◆ **任务要求**:
从数据开头起，到含有“[(879, 570)]”的那一行为止（首尾两行都算在内），把这些行改写成一个 JSON 字符串列表，每行对应一个字符串，空行不计。

++++ 数据集内容 ++++

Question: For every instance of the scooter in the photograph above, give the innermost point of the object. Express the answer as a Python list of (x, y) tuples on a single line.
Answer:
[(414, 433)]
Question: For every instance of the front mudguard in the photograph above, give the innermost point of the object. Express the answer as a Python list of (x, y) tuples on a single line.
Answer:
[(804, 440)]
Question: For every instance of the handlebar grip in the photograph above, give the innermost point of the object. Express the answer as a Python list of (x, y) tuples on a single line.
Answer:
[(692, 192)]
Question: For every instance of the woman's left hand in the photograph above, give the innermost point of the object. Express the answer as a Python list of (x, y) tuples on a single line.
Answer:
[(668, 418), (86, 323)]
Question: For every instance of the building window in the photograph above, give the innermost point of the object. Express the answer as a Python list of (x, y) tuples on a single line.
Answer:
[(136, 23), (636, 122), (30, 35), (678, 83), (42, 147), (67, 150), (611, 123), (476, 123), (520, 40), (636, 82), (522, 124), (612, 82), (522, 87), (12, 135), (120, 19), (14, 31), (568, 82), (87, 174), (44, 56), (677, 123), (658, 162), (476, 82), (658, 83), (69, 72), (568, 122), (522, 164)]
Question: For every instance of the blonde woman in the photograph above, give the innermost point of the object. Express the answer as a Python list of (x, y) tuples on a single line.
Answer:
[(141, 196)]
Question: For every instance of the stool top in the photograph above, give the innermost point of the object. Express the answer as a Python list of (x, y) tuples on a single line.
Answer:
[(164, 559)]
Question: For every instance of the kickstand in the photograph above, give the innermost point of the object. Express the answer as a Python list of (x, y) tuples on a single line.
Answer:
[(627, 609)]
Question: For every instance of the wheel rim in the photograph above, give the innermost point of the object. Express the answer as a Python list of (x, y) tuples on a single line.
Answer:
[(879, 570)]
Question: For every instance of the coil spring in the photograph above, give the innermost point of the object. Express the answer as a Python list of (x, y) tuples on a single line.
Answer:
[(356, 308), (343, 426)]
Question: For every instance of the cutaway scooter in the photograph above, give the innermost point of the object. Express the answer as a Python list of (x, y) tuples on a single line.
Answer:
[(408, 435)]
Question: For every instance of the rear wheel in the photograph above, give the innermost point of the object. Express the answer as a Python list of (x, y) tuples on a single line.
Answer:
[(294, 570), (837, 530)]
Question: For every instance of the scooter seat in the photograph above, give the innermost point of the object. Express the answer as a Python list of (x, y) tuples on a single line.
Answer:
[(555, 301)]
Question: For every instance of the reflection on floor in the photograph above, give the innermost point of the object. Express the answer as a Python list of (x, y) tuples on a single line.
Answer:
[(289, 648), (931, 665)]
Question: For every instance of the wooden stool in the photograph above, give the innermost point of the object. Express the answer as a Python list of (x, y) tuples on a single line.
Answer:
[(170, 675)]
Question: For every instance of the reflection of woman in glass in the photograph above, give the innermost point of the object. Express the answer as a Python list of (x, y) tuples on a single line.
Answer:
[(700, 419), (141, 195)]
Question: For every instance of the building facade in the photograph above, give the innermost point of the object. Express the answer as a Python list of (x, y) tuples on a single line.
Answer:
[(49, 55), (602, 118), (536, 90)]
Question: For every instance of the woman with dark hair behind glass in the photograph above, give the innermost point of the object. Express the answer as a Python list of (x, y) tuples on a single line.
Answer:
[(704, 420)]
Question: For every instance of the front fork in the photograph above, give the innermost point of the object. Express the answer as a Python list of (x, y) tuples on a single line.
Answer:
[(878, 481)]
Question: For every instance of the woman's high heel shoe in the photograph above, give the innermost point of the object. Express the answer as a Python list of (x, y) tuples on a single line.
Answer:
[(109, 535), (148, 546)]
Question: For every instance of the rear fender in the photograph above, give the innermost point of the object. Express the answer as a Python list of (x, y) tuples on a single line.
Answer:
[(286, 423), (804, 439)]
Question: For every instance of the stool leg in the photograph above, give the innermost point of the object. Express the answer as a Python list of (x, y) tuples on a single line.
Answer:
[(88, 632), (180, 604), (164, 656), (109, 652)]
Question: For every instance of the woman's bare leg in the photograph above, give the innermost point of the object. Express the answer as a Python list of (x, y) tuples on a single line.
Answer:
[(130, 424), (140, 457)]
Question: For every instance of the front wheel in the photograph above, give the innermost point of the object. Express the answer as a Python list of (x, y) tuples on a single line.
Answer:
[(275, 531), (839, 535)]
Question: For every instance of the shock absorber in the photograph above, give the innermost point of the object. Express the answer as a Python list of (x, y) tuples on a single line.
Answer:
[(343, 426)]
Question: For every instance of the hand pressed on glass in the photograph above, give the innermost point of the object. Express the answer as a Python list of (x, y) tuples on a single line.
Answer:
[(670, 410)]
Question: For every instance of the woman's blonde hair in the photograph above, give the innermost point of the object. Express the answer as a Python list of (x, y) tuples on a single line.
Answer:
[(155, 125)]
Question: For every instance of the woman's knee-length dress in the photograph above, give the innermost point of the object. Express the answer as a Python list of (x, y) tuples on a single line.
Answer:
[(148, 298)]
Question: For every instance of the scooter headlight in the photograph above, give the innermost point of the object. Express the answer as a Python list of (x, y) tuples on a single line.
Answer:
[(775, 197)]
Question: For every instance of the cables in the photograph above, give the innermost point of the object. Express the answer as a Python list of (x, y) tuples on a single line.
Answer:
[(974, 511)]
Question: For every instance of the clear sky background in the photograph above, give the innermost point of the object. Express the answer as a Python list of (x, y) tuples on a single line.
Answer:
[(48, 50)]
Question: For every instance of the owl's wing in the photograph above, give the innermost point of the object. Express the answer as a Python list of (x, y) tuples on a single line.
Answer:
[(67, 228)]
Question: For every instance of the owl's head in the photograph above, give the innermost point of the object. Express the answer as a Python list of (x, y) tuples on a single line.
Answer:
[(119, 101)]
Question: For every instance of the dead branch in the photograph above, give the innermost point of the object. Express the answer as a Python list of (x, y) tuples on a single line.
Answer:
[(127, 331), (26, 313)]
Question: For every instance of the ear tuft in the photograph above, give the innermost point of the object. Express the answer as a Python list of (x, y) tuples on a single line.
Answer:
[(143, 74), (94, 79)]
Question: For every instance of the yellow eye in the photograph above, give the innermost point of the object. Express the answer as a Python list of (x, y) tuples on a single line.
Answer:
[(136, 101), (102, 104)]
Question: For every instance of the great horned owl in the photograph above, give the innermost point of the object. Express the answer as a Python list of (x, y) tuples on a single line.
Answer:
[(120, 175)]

++++

◆ **练习结果**:
[
  "Question: For every instance of the scooter in the photograph above, give the innermost point of the object. Express the answer as a Python list of (x, y) tuples on a single line.",
  "Answer:",
  "[(414, 433)]",
  "Question: For every instance of the front mudguard in the photograph above, give the innermost point of the object. Express the answer as a Python list of (x, y) tuples on a single line.",
  "Answer:",
  "[(804, 440)]",
  "Question: For every instance of the handlebar grip in the photograph above, give the innermost point of the object. Express the answer as a Python list of (x, y) tuples on a single line.",
  "Answer:",
  "[(692, 192)]",
  "Question: For every instance of the woman's left hand in the photograph above, give the innermost point of the object. Express the answer as a Python list of (x, y) tuples on a single line.",
  "Answer:",
  "[(668, 418), (86, 323)]",
  "Question: For every instance of the building window in the photograph above, give the innermost point of the object. Express the answer as a Python list of (x, y) tuples on a single line.",
  "Answer:",
  "[(136, 23), (636, 122), (30, 35), (678, 83), (42, 147), (67, 150), (611, 123), (476, 123), (520, 40), (636, 82), (522, 124), (612, 82), (522, 87), (12, 135), (120, 19), (14, 31), (568, 82), (87, 174), (44, 56), (677, 123), (658, 162), (476, 82), (658, 83), (69, 72), (568, 122), (522, 164)]",
  "Question: For every instance of the blonde woman in the photograph above, give the innermost point of the object. Express the answer as a Python list of (x, y) tuples on a single line.",
  "Answer:",
  "[(141, 196)]",
  "Question: For every instance of the stool top in the photograph above, give the innermost point of the object. Express the answer as a Python list of (x, y) tuples on a single line.",
  "Answer:",
  "[(164, 559)]",
  "Question: For every instance of the kickstand in the photograph above, give the innermost point of the object. Express the answer as a Python list of (x, y) tuples on a single line.",
  "Answer:",
  "[(627, 609)]",
  "Question: For every instance of the wheel rim in the photograph above, give the innermost point of the object. Express the answer as a Python list of (x, y) tuples on a single line.",
  "Answer:",
  "[(879, 570)]"
]